Where does longtermism lead after the discovery of alien life?
A grad student plops down in front of their computer where their code has been running for the past few hours. After several months of waiting, she had finally secured time on the James Webb Space Telescope to observe a freshly discovered exoplanet: Proxima Centauri D.
“That’s strange.” Her eyes dart over the results. Proxima D’s short 5 day orbit meant that she could get observations of both sides of the tidally locked planet. But the brightness of each side doesn’t vary nearly as much as it should. The dark side is gleaming with light.
This argument requires a few assumptions.
Strong evidence of intelligent alien life on a nearby planet
Future moral value is not inherently less important than present moral value
Many types of beings contain moral value including nonhuman animals and aliens
I will call people who have a Singer-style wide moral circle and a Parfit-style concern for the long term future “Longtermist EAs.” Given these assumptions, lets examine the basic argument given by Longtermist EAs for why existential risks should be a primary concern.
Start with assumption 2. The lives of future human beings are not inherently less important than the lives of present ones. Should Cleopatra eat an ice cream that causes a million deaths today?
Therefore, the vast majority of moral value in the universe lies along these possible future paths where humanity does manage to last for a long time and support a lot of moral value.
Existential risks make it less likely or impossible to end up on these paths so they are extremely costly and important to avoid.
But now introduce assumptions 1 and 3 and the argument falls apart. The link between the second and third points is broken when we discovery another morally valuable species which also has a chance to settle the galaxy.

◆ ◆ ◆ ◆ ◆ ◆ ◆

## Problem a
Quote the stored entries word for word, starting at the first one and running through the line that contains "positive clicks: (128, 296)", with that line included.
The essay on longtermism and the stored entries are unrelated material.

[Stored items]

◆ ◆ ◆ ◆ ◆ ◆ ◆

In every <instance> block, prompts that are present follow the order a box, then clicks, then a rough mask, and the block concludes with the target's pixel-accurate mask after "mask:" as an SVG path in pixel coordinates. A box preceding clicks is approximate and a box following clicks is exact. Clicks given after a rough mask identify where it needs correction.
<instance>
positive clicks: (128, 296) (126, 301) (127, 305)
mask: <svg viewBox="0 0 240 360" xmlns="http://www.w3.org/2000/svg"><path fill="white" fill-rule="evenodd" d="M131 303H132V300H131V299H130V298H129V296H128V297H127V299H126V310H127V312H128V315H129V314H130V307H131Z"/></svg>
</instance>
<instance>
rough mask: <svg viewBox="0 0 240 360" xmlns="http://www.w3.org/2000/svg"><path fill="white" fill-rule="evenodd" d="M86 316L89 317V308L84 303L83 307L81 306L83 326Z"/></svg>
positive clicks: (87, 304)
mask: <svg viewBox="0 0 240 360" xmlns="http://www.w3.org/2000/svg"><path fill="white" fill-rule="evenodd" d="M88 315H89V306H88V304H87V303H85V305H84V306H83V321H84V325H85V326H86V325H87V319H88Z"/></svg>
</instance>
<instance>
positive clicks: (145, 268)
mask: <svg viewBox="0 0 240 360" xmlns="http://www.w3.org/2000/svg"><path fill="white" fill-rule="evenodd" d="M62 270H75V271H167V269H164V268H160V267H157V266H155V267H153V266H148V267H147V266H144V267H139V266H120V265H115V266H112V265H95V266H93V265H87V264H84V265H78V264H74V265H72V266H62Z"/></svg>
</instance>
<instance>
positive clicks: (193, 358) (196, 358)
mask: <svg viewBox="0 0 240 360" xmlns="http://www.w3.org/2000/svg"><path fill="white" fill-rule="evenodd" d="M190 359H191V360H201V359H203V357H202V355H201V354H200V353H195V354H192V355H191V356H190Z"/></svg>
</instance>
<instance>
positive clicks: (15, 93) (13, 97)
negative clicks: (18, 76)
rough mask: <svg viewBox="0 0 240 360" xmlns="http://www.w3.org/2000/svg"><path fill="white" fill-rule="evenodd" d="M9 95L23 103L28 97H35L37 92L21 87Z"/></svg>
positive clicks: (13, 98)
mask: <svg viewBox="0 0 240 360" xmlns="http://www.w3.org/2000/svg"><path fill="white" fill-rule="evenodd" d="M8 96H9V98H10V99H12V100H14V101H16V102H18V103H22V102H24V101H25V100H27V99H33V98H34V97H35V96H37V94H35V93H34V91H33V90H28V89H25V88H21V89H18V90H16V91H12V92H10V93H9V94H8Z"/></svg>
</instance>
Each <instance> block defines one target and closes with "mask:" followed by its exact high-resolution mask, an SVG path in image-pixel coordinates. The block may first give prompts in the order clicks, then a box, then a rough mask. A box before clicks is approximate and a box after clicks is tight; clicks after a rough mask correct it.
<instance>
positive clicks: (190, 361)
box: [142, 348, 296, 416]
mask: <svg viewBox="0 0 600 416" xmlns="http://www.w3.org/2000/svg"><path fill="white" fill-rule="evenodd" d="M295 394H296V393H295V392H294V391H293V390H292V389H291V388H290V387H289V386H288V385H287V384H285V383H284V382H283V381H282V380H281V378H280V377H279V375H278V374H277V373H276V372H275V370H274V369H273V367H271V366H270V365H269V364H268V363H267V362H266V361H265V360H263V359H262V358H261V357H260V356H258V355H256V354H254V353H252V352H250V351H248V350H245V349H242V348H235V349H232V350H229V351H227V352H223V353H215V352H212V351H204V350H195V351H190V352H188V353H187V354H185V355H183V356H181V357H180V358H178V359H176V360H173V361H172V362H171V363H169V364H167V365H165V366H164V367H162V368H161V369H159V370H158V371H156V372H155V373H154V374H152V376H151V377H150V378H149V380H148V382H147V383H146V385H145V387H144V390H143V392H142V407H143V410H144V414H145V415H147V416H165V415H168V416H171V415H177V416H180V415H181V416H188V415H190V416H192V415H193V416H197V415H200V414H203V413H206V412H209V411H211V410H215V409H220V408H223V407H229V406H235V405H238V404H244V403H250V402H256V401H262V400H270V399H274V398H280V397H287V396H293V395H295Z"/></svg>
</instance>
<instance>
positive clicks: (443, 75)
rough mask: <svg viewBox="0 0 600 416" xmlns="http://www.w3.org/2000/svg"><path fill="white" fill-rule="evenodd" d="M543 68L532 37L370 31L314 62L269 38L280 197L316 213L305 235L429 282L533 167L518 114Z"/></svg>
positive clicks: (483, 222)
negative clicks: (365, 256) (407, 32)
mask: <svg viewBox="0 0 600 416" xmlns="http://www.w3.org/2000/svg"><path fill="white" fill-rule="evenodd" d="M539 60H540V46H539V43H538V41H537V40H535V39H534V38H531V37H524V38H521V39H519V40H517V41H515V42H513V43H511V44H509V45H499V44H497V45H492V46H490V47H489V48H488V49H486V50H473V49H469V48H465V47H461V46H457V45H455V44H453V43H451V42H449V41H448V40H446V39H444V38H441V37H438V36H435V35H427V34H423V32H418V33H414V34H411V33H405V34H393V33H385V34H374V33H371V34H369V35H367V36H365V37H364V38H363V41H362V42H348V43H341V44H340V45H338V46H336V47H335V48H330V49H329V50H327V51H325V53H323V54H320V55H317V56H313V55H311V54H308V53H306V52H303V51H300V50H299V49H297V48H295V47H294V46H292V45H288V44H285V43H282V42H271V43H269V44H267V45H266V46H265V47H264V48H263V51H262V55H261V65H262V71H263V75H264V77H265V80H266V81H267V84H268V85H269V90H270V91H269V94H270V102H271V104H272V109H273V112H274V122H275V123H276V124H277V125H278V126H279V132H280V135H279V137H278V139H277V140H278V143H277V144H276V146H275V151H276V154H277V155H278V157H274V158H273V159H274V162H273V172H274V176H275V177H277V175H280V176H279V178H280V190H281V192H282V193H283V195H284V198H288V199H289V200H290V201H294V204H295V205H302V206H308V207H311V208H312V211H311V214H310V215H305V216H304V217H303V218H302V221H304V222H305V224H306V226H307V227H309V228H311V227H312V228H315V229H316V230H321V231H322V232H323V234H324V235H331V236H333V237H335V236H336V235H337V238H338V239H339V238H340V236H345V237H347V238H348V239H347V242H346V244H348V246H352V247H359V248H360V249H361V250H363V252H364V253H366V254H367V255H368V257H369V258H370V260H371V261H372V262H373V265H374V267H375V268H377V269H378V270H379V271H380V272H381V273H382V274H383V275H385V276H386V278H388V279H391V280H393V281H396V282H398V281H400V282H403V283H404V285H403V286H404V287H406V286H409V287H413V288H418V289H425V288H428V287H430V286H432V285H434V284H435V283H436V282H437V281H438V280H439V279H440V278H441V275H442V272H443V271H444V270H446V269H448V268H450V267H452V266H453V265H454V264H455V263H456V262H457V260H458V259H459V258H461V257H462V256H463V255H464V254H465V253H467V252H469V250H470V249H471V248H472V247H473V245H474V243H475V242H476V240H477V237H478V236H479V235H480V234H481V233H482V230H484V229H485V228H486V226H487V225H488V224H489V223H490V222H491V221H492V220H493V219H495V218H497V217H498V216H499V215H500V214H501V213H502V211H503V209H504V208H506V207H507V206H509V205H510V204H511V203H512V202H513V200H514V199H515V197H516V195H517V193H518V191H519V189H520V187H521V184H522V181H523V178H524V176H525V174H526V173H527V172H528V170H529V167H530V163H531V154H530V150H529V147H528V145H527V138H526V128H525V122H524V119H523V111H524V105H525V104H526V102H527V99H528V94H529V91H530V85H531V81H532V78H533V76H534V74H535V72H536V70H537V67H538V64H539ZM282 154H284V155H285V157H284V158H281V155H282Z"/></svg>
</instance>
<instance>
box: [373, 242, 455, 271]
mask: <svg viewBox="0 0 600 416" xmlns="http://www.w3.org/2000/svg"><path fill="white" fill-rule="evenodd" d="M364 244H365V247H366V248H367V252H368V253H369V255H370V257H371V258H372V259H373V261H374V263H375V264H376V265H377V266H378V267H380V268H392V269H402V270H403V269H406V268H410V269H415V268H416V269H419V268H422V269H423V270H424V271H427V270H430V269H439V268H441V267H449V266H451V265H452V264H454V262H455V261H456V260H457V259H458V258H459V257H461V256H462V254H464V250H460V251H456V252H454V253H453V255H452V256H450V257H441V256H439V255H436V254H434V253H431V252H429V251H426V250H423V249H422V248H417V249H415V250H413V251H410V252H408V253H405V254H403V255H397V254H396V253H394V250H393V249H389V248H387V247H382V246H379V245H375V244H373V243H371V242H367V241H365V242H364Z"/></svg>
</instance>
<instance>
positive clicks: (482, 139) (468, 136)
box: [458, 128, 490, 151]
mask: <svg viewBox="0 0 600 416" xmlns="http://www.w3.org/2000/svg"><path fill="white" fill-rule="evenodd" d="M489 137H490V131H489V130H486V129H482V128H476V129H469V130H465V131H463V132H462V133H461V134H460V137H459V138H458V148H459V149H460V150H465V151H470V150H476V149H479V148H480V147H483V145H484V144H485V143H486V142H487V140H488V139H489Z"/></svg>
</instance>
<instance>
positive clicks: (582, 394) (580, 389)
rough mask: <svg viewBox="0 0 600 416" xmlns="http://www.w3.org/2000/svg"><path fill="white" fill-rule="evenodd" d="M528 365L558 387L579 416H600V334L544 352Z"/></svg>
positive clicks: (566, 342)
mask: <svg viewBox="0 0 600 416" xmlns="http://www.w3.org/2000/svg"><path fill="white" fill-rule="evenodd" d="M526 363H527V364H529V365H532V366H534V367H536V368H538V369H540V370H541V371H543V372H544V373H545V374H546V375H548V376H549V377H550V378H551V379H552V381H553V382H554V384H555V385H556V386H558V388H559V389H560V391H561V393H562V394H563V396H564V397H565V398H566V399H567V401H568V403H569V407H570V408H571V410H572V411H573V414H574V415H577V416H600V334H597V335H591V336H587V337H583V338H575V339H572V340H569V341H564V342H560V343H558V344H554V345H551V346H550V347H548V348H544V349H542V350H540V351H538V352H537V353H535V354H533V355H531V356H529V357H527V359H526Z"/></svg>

◆ ◆ ◆ ◆ ◆ ◆ ◆

## Problem b
Answer these questions about the longtermism essay:
(i) Which telescope did the grad student get time on?
(ii) How long is Proxima D's orbit?
(iii) Which two assumptions does the essay say make the argument fall apart?

## Exercise answer a
In every <instance> block, prompts that are present follow the order a box, then clicks, then a rough mask, and the block concludes with the target's pixel-accurate mask after "mask:" as an SVG path in pixel coordinates. A box preceding clicks is approximate and a box following clicks is exact. Clicks given after a rough mask identify where it needs correction.
<instance>
positive clicks: (128, 296) (126, 301) (127, 305)

## Exercise answer b
(i) The James Webb Space Telescope.
(ii) 5 days.
(iii) Assumptions 1 and 3.